(Rows from a pointing dataset)
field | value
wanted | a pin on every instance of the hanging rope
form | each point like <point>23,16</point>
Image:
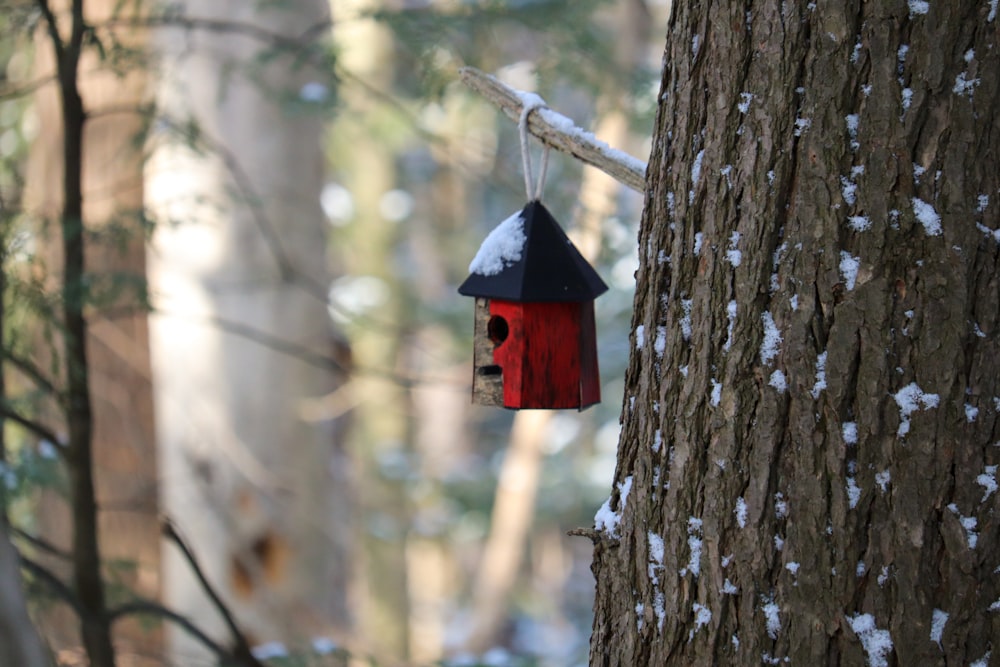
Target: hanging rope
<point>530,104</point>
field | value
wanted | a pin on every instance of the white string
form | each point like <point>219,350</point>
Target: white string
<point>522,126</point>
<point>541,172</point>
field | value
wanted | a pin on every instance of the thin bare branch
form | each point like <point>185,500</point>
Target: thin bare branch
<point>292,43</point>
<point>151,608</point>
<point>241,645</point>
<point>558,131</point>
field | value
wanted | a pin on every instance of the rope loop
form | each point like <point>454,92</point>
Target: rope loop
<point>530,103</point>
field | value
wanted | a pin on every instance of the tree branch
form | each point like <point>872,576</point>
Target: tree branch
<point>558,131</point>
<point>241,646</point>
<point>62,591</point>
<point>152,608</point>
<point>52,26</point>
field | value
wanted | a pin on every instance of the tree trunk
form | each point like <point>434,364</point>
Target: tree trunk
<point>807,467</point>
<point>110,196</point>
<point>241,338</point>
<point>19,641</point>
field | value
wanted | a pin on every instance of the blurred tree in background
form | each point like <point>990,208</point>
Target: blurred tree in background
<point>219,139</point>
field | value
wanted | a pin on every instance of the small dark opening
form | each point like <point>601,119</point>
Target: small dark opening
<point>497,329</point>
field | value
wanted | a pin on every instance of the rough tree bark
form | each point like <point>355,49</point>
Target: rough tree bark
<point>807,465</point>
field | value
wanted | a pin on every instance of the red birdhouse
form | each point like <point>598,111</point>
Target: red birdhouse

SHORT TASK – Return every line in the entries above that contains the word "white".

WORKED SOLUTION –
wanted | a pin on every instance of the white string
Target: white string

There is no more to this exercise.